About this task →
What is needed here is an exact copy of every record below.
========
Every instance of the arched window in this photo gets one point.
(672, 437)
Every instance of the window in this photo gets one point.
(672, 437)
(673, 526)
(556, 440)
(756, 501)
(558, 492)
========
Finished exercise →
Every instance of the arched window in this photo gets one point.
(672, 437)
Every instance of the window in this photo gets one point.
(672, 437)
(673, 526)
(556, 440)
(756, 501)
(558, 492)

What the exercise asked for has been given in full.